- [Artikel]:

Kita berharap sosok itu benar-benar hadir hari ini di Tengah-tengah rakyat Gaza yang terzalimi. Kita ingin keberanian seorang Al Mu’tashim benar-benar menginspirasi para pemimpin muslim hari ini. Yaa.. Dialah Khalifah Abbasiyah Al-Mu’tashim yang hebat itu. Khalifah yang bernama Muhammad bin Harun ar-Rasyid, alias Abu Ishaq Al-Mu’tashim, yang berkuasa semenjak 218 H/ 833 M hingga 227 H/ 841 M. Terlepas apa penilaian beberapa ahli sejarah tentang beliau, yang pasti nama Al-Mu’tashim menorehkan kisah heroik pembelaan sebuah negara terhadap umat Islam yang berujung pada pembebasan gemilang Amuriyyah.
Suatu ketika, Kaisar Romawi bersama sekte Al Khurrami (pemberontak), berhasil menembus Ziltharah dan Maltha. Mereka berbuat keji kepada kaum muslim, serta seorang muslimah dilecehkan disana, lalu muslimah tersebut berteriak, “Dimana Al Mu’tashim!”. Serta merta Al Mu’tashim memenuhi panggilan tersebut dan memobilisasi pasukan besar bersama dirinya menuju kota Romawi yang paling kuat, yakni Amuriyah. Pada tahun 223 H/ 837 M, kota tersebut ditaklukan setelah melalui peperangan yang besar.
Begitulah seharusnya pemimpin. Gentlemen dan tidak gentar dengan gertakan Zionis. Untuk apa takut sedangkan kita punya Allah, kita punya Sejarah yang menginspirasi !? Memang selalu ada resiko dari sebuah keputusan, selalu ada akibat pahit yang harus dirasa, dan kita berharap diamnya sebagian pemimpin muslimin dengan permasalahan di Gaza bukan menjadi alasan hilangnya suatu negeri. Karenanya Jangan merengek sedih, saat engkau terbangun dari lelapmu, Gaza sudah tidak ada lagi.

- [Informasi yang Disediakan]:

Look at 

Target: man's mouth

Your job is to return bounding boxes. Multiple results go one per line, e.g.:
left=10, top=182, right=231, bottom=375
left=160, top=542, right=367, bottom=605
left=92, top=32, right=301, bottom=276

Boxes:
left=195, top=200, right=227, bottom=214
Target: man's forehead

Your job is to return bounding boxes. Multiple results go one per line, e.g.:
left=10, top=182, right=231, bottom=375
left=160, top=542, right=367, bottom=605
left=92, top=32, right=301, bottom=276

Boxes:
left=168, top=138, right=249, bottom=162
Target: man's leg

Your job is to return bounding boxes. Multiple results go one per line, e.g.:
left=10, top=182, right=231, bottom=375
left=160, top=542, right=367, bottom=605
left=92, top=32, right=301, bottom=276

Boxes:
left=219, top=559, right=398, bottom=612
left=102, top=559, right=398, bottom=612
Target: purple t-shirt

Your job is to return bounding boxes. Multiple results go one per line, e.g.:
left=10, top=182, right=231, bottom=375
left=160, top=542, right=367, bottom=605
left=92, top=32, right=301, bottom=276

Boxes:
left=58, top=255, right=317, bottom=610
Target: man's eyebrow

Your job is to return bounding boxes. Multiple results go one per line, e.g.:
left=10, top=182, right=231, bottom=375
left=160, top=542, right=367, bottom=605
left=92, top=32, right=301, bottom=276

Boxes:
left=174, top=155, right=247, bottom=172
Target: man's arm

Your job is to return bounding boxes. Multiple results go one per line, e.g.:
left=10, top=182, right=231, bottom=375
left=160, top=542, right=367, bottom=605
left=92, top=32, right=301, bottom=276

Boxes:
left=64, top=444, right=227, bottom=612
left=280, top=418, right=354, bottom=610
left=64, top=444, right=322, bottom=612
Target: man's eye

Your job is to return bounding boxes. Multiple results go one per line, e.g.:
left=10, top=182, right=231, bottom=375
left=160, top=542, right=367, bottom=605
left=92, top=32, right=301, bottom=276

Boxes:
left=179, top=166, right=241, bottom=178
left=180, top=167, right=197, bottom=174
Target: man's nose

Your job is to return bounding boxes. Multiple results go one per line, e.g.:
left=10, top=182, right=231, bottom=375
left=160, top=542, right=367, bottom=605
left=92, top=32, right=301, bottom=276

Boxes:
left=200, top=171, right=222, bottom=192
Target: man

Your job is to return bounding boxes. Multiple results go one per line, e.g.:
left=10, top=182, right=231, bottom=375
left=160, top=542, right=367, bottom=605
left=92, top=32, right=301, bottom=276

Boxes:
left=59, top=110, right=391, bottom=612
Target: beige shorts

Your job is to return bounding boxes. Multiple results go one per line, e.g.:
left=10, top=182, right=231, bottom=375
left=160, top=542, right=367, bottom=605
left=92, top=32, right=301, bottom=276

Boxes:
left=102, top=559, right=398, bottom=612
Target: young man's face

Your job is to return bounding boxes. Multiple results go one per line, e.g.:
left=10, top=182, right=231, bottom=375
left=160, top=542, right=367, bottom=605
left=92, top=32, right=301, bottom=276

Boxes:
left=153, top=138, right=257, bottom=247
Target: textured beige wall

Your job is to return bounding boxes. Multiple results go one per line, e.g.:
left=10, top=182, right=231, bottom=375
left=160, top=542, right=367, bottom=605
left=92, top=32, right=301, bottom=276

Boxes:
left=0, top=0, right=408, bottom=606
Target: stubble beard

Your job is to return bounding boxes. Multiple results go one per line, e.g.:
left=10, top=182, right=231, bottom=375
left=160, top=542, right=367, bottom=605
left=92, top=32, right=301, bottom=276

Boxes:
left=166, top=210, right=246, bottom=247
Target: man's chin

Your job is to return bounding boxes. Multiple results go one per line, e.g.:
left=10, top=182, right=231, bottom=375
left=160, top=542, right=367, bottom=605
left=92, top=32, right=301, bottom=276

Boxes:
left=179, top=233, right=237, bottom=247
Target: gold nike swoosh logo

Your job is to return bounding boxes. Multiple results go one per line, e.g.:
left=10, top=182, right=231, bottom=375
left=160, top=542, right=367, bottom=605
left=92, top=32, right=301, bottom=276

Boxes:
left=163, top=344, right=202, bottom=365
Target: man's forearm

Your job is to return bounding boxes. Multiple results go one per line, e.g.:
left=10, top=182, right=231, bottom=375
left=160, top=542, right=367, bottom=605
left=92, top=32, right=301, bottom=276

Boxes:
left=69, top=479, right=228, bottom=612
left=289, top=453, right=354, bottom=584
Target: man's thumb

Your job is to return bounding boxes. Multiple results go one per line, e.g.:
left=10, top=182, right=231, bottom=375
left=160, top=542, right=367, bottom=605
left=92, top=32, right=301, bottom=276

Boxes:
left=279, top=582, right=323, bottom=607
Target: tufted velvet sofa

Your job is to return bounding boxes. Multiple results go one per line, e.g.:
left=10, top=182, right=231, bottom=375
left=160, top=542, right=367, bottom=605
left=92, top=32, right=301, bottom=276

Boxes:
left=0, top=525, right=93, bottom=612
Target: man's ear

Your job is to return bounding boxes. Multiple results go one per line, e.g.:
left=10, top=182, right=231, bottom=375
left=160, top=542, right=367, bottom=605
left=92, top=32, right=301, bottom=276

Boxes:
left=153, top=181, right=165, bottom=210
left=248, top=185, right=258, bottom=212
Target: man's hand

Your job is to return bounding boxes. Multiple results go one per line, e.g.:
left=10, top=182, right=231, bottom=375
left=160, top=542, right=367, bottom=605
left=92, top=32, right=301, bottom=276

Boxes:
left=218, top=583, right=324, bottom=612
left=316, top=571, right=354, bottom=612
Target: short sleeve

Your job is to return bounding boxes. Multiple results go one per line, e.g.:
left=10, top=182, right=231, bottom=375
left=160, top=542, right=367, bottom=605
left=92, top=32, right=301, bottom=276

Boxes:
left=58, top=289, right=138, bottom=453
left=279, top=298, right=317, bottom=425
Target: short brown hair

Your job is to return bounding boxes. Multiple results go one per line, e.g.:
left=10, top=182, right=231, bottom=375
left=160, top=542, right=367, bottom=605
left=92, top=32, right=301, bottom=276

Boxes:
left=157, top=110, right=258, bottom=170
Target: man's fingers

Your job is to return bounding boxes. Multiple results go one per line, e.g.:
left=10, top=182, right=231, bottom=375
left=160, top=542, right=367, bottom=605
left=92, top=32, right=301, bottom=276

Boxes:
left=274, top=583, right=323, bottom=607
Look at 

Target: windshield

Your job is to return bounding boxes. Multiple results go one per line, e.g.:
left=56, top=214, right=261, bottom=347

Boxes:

---

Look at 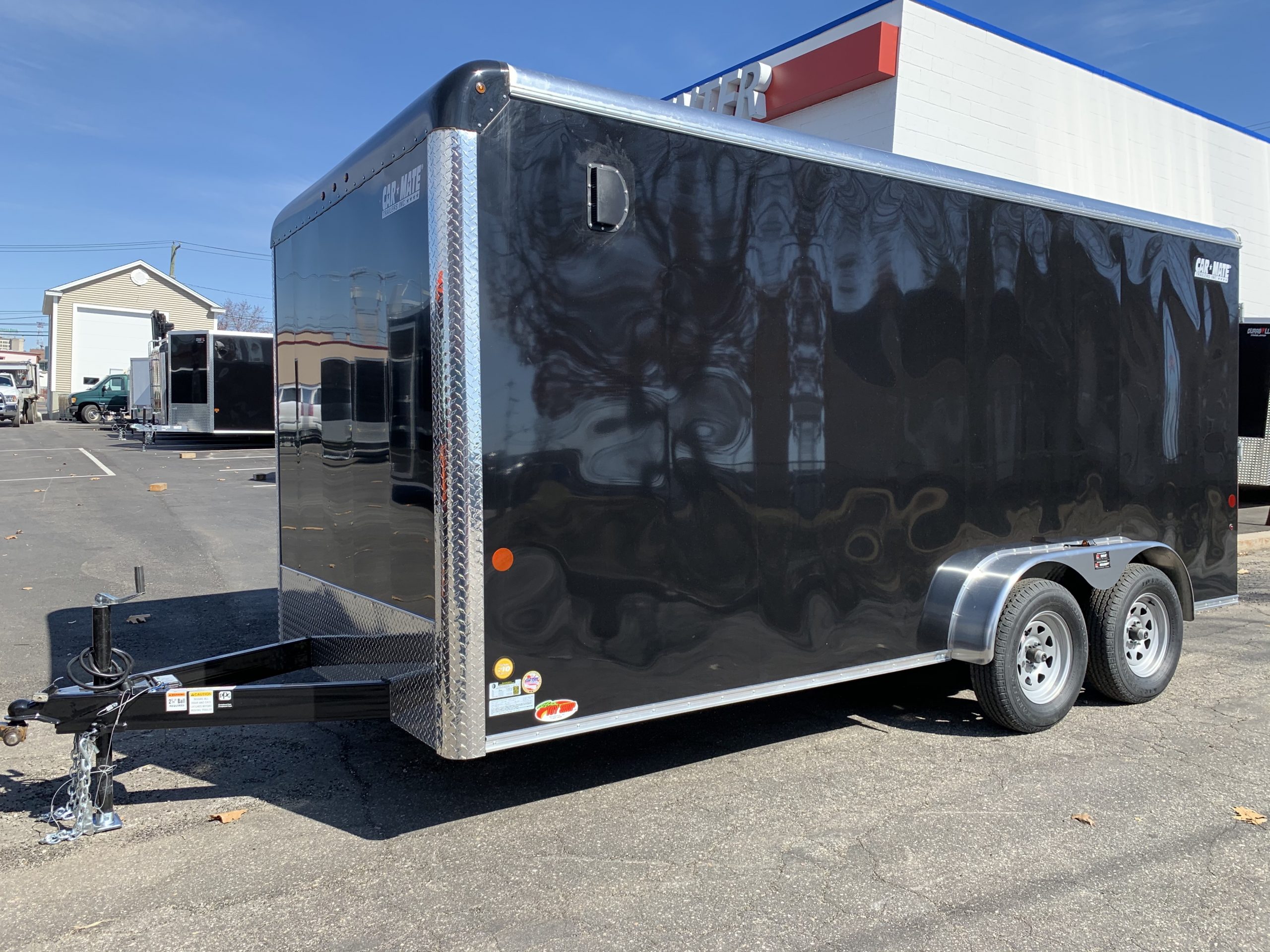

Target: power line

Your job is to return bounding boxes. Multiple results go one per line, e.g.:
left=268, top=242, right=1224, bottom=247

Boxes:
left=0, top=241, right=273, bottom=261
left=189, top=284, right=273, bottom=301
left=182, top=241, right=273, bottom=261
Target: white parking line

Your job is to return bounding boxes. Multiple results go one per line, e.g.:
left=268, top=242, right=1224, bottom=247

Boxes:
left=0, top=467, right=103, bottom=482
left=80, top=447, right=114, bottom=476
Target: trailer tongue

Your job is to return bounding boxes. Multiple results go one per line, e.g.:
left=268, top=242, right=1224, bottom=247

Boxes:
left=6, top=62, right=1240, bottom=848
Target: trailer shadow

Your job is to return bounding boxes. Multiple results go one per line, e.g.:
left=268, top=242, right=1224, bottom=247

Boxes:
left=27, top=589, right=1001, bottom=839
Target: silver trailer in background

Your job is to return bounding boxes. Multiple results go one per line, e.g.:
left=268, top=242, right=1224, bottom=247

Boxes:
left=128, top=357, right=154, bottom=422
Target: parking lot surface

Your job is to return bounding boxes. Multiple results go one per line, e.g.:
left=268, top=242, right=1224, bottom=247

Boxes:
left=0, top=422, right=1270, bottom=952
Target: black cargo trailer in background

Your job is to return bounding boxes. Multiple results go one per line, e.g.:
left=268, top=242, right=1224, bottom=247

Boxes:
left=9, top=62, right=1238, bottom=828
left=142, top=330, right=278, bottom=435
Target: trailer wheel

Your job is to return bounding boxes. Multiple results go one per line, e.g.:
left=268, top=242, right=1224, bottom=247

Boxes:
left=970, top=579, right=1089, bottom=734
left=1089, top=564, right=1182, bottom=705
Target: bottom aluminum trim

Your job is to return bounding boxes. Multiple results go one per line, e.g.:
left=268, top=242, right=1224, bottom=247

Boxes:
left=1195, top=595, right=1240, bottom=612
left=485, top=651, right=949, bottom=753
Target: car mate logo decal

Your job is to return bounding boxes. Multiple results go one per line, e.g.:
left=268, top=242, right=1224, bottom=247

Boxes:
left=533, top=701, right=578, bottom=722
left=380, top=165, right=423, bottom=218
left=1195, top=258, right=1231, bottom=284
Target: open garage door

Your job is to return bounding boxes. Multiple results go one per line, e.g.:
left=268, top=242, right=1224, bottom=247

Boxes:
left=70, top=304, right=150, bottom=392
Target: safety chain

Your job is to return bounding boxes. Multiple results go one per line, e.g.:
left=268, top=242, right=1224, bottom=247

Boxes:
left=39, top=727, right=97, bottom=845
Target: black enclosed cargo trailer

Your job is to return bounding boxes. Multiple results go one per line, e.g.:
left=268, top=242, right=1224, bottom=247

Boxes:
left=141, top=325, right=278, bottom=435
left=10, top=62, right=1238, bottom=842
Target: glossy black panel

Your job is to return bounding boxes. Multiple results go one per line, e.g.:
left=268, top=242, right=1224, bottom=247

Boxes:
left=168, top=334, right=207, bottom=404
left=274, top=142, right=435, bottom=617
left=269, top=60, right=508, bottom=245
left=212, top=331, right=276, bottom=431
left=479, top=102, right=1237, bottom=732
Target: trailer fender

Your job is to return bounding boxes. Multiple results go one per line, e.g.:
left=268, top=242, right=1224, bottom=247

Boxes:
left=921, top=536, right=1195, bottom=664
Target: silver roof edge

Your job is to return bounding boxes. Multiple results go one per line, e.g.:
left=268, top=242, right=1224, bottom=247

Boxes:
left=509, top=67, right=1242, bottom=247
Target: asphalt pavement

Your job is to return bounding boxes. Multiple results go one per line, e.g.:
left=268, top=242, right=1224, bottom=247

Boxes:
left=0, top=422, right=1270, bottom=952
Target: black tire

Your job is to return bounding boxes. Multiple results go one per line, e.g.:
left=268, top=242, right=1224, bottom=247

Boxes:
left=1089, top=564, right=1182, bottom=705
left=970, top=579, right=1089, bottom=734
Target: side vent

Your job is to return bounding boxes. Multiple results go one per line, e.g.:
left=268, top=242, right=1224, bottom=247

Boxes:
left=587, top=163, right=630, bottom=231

- [Petunjuk]:
(a) Terjemahkan kalimat "Pada tahun 223 H/ 837 M, kota tersebut ditaklukan setelah melalui peperangan yang besar." dari artikel tentang Al-Mu’tashim ke dalam bahasa Inggris.
(b) Dalam artikel tentang Al-Mu’tashim, ubah paragraf yang dimulai dengan "Suatu ketika, Kaisar Romawi" menjadi daftar poin singkat tanpa menghilangkan fakta utamanya.
(c) Menurut artikel tentang Al-Mu’tashim, dari tahun berapa sampai tahun berapa ia berkuasa?

- [Jawaban Tiap Tugas]:
(a) In 223 AH/837 CE, the city was conquered after a great war.

(b)
- Kaisar Romawi bersama sekte pemberontak Al Khurrami menembus Ziltharah dan Maltha.
- Mereka berbuat keji kepada kaum muslim. Seorang muslimah dilecehkan di sana lalu berteriak, “Dimana Al Mu’tashim!”
- Al Mu’tashim segera memenuhi panggilan itu dan bersama pasukan besar bergerak ke Amuriyah, kota Romawi yang paling kuat.
- Pada tahun 223 H/837 M, Amuriyah ditaklukkan setelah peperangan besar.

(c) Ia berkuasa sejak 218 H/833 M hingga 227 H/841 M.